● **TASK TO CARRY OUT**: An exact copy of every entry below is required, and no picture may appear in it.

● **DATA EXTRACTS**:
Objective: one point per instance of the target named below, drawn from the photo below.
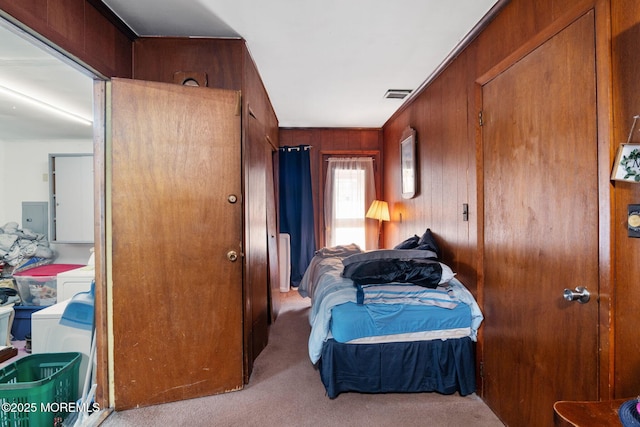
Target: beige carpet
(285, 390)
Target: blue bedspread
(324, 284)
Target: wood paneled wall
(158, 58)
(333, 141)
(85, 29)
(445, 119)
(625, 26)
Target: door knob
(581, 294)
(232, 256)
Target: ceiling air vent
(397, 93)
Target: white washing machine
(49, 336)
(71, 282)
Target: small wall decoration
(408, 177)
(626, 166)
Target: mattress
(351, 322)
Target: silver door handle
(581, 294)
(232, 256)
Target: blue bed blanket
(324, 284)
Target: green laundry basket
(39, 389)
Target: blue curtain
(296, 207)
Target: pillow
(427, 242)
(382, 254)
(422, 272)
(410, 243)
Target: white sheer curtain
(349, 190)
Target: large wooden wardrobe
(193, 225)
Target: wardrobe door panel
(176, 235)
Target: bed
(392, 320)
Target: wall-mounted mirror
(46, 106)
(408, 177)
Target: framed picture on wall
(408, 163)
(626, 166)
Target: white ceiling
(324, 63)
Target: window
(349, 189)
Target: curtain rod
(298, 148)
(373, 159)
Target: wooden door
(177, 297)
(539, 147)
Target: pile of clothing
(22, 247)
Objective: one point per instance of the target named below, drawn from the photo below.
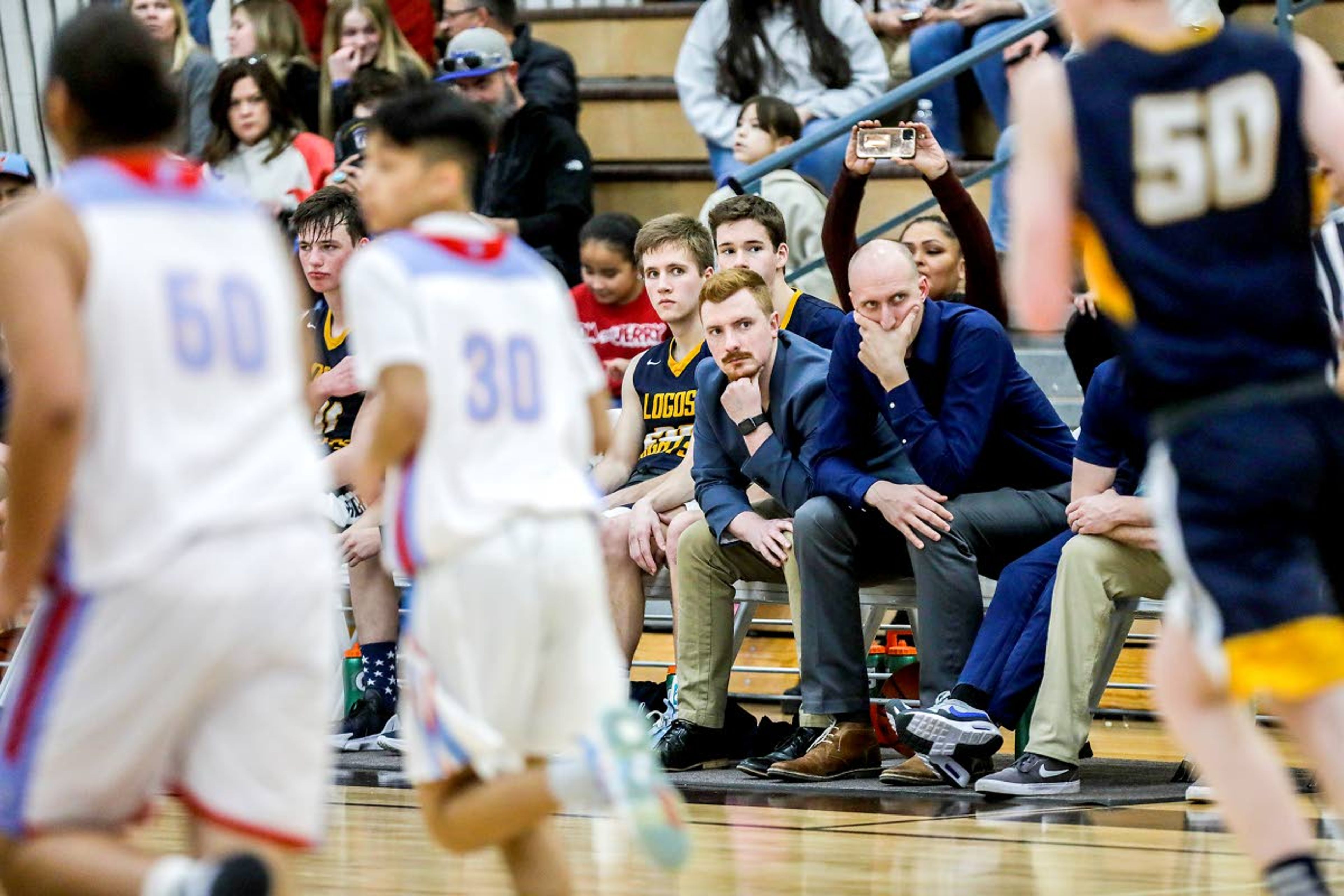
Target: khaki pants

● **EXERCISE RESPONSE**:
Objective: one point per instance of the target named below, drawn from the photo below.
Target: beige carpet
(285, 390)
Target: blue bedspread
(324, 284)
Target: wood paneled wall
(158, 58)
(333, 141)
(85, 29)
(445, 119)
(625, 26)
Target: door knob
(581, 294)
(232, 256)
Target: ceiling air vent
(397, 93)
Target: white washing machine
(49, 336)
(71, 282)
Target: small wall decoration
(408, 177)
(626, 166)
Target: mattress
(351, 322)
Target: silver door handle
(581, 294)
(232, 256)
Target: blue bed blanket
(324, 284)
Target: green laundry basket
(39, 389)
Target: blue curtain
(296, 207)
Target: pillow
(427, 242)
(382, 254)
(422, 272)
(410, 243)
Target: white sheer curtain
(349, 190)
Target: large wooden wardrobe
(193, 225)
Target: wardrobe door panel
(176, 235)
Target: bed
(392, 320)
Target: wall-mounted mirror
(46, 106)
(408, 177)
Target: framed picture on wall
(408, 163)
(626, 166)
Target: white ceiling
(324, 63)
Target: window
(349, 189)
Target: curtain rod
(298, 148)
(373, 159)
Target: wooden door
(177, 297)
(539, 147)
Target: pile of clothing
(22, 247)
Objective: one point per instance of the target named below, drawn from the photo below.
Target: khaki pants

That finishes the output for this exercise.